:: Work order ::
If a line in the entries below includes the string "sample", copy it out.

:: Data provided ::
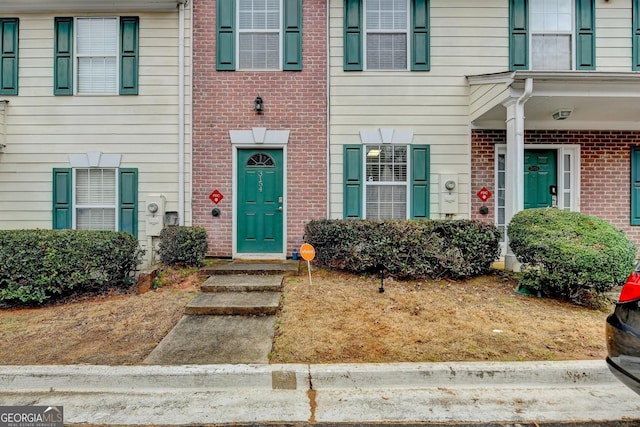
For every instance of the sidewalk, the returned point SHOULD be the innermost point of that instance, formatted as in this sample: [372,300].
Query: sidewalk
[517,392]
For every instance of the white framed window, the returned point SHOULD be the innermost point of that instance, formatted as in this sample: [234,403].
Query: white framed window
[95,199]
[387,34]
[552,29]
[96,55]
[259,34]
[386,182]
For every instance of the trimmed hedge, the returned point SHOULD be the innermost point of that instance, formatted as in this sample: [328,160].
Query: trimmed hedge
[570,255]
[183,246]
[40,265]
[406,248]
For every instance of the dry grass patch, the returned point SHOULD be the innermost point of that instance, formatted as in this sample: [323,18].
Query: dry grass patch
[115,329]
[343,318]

* * *

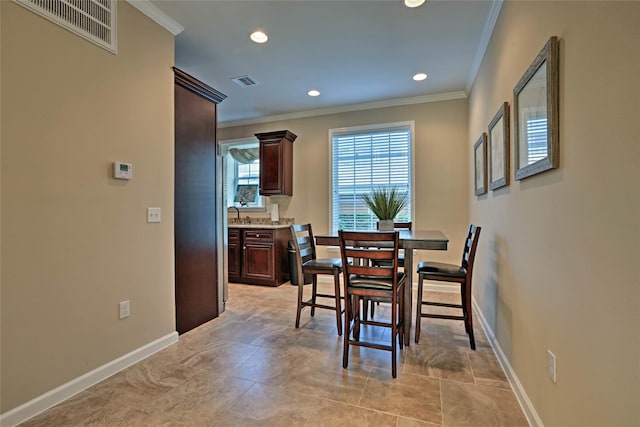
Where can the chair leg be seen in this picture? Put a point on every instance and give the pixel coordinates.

...

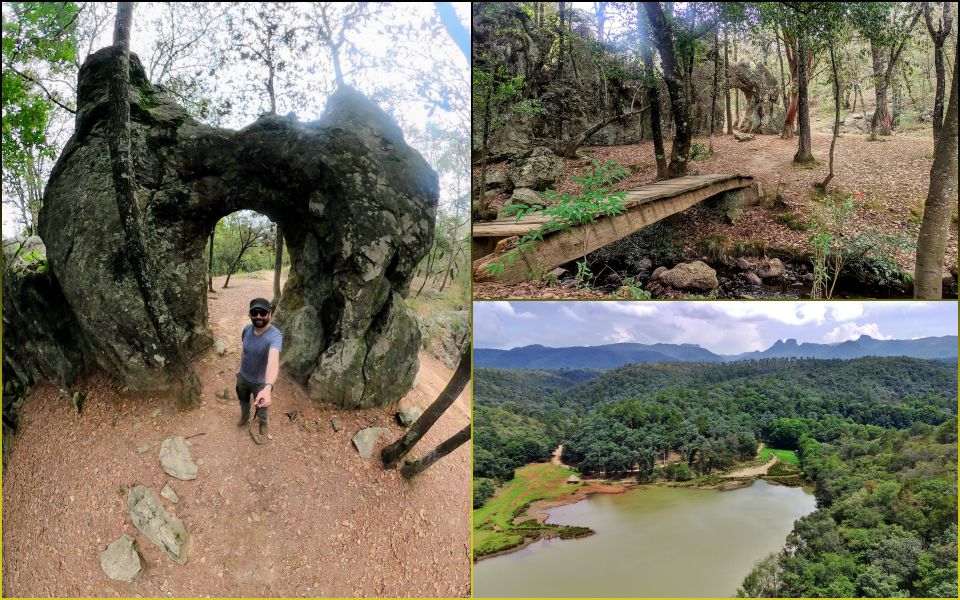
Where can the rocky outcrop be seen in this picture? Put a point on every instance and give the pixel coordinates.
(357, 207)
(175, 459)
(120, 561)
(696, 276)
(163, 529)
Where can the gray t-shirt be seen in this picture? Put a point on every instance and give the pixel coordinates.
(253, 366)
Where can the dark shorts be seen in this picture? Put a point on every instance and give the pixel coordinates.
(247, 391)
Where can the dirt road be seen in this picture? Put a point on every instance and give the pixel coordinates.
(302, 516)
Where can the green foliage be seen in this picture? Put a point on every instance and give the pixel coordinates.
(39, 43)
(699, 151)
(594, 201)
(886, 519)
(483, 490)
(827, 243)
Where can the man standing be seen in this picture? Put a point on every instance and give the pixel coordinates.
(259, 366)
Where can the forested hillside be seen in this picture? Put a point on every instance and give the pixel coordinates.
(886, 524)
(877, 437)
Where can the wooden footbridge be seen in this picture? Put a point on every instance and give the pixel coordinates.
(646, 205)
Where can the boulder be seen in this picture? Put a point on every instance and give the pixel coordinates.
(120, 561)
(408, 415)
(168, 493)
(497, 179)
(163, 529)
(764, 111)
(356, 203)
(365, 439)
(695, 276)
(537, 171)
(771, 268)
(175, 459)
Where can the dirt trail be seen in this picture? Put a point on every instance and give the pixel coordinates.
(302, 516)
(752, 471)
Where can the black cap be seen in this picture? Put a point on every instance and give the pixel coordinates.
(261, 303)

:: Exercise response ::
For every instance of the sidewalk, the returned point SHOULD be the innermost point of that instance, formatted as in this sample: [372,300].
For every instance of the white framed window, the returned point SHOULD be the innermost point of that instance, formatted as in this sample: [234,403].
For every instance of the trimmed hedge, the returned point SHOULD be the innermost point of that instance, formatted as in this sample: [328,160].
For every instance of the dry grass patch, the returned point SHOULD be the innermost point of that instance, formatted as in this sample: [323,18].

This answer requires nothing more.